--- Brief ---
Pull out each line in the records below that contains the word "bird". Case counts.
** start of Material for this task **
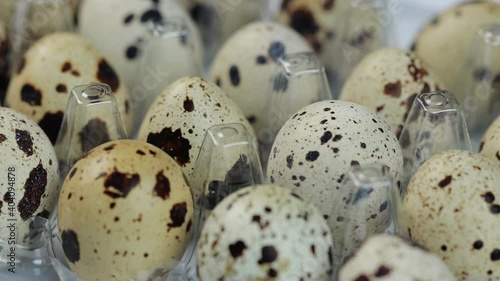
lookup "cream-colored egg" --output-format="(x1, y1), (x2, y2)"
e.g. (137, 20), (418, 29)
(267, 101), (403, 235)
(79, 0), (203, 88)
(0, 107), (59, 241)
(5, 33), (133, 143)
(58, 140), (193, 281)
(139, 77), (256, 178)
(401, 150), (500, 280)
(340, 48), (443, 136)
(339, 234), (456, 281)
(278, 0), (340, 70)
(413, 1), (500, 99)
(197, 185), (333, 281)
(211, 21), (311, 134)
** end of Material for this task **
** start of Material for this task **
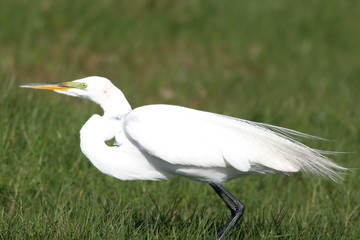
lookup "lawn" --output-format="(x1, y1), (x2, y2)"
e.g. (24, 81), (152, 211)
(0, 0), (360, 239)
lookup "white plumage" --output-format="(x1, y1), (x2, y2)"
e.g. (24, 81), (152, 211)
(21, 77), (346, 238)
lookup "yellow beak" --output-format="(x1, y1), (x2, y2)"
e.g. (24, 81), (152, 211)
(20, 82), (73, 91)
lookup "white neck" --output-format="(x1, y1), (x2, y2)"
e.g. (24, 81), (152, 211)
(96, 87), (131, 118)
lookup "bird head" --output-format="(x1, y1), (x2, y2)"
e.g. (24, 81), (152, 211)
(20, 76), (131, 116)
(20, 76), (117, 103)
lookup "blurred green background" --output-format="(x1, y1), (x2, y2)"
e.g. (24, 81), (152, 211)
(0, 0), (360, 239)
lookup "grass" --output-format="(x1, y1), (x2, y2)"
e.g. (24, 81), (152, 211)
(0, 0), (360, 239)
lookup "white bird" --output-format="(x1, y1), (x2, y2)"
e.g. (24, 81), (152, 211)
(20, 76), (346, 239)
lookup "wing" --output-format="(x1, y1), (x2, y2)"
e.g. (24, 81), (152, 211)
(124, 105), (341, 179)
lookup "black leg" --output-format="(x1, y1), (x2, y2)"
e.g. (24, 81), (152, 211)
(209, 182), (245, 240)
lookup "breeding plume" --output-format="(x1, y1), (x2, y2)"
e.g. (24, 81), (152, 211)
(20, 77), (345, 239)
** end of Material for this task **
** start of Material for this task **
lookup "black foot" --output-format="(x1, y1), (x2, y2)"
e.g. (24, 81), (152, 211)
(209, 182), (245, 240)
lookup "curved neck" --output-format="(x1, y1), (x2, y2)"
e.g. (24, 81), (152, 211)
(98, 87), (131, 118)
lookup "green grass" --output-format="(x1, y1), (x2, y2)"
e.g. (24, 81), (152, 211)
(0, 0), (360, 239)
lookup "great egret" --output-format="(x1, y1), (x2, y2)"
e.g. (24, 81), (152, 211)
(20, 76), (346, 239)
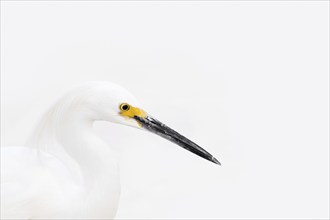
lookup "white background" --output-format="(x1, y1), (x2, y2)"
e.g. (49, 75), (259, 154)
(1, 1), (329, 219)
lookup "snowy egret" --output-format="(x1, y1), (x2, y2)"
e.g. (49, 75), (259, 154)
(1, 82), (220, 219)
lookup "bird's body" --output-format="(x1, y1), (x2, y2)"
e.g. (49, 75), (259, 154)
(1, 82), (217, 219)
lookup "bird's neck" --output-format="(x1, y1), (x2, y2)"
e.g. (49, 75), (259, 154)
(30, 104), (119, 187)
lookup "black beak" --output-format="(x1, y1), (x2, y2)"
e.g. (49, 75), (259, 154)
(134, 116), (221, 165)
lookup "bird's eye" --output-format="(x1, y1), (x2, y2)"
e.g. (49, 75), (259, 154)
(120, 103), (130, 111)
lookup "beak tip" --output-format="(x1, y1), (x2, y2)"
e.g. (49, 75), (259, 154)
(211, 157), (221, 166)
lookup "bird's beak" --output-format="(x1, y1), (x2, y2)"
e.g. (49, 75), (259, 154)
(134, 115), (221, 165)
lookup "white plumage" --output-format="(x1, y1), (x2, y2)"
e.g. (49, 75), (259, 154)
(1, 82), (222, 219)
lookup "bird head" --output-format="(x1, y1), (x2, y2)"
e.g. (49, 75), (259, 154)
** end of Material for this task **
--- Solution to this exercise ---
lookup "bird head" --output-format="(x1, y1), (x2, y2)"
lookup "white bird" --output-format="(x1, y1), (x2, y2)"
lookup "bird's body" --output-format="(x1, y1), (x2, y2)"
lookup "bird's neck" --output-format="(x1, y1), (x2, y2)"
lookup "bird's eye" --output-format="(x1, y1), (x2, y2)"
lookup "bird's beak" --output-format="(x1, y1), (x2, y2)"
lookup "bird head" --output-format="(x1, y1), (x2, y2)"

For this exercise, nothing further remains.